▸ Requests
A. In the privacy thread, what was Gary O' talking about with a neighbor in the street?
B. Copy the privacy thread word for word, starting with "I suppose that" and going on through "throughout the country.".

▸ Text
** Begin **
I think the concept of "privacy" does not exist in the real world. The only challenge for "Big Brother" is not the technology of surveillance, but the vast amount of data, which has to be analyzed.
BTW I don't want to sound like one of those conspiracy nuts, with the foil hats; but China is not the only government spying on the rest of us. I think it's sort of naive to believe the US, UK, OZ    et al, aren't doing the same.


----------



## Don M. (Jan 21, 2022)

"Privacy" ended years ago.  If you access the Internet, have a cell phone, or a vehicle with GPS, etc., much of what you do is tracked and collected...both by the government, and corporate advertising.


----------



## Nathan (Jan 21, 2022)

fuzzybuddy said:


> I think the concept of "privacy" does not exist in the real world. The only challenge for "Big Brother" is not the technology of surveillance, but the vast amount of data, which has to be analyzed.
> BTW I don't want to sound like one of those conspiracy nuts, with the foil hats; but *China is not the only government spying on the rest of us*. *I think it's sort of naive to believe the US, UK, OZ    et al, aren't doing the same.*


....yes, it would be naive to think that _we_(Western powers collectively) are'nt doing the same, including hacking foreign government's computer networks. Nobody wants to hear that, just focusing on "them" being naughty. Chaulk it up to Global checks & balances.


----------



## DaveA (Jan 21, 2022)

In my case at least, just what is the frightful or damaging information is the Gubment trying to gather while watching me 24/7 ?  I have more things to worry about than checking my lightbulb filaments or the other various devices that are tracking me.  In our 80's now, posting photos of our sex life shouldn't very interesting.  Even my bank book would be of little interest.

I suppose that I could try and involve myself in some form of internet crime, if my grandkids would help me with the computer skills that I'd need.  How I will vote is of little interest as my vote will be tossed around by the folks running the elections throughout the country.

Now,  if I was to involve myself in a ****** relationship with some young lady, I might not want the roving eye to keep track of me - -but - -at 88, I'll take a chance on that not being a concern.


----------



## Gary O' (Jan 21, 2022)

Y'know, it used to not bother me.
I'd look on google for a tool, and within minutes, I'd get an ad for that tool.
OK, fine.

However, yesterday I was at the street, talking to a neighbor about PEX plumbing.
No look ups, just chatting in the street

Guess what came across my screen tonight

That's a bit unnerving


----------



## OneEyedDiva (Jan 21, 2022)
** End **
▸ Recorded data
** Begin **
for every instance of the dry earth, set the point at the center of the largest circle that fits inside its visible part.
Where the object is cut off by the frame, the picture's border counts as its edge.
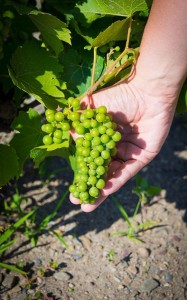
** End **
▸ Responses by task
A. PEX plumbing

B.
I suppose that I could try and involve myself in some form of internet crime, if my grandkids would help me with the computer skills that I'd need.  How I will vote is of little interest as my vote will be tossed around by the folks running the elections throughout the country.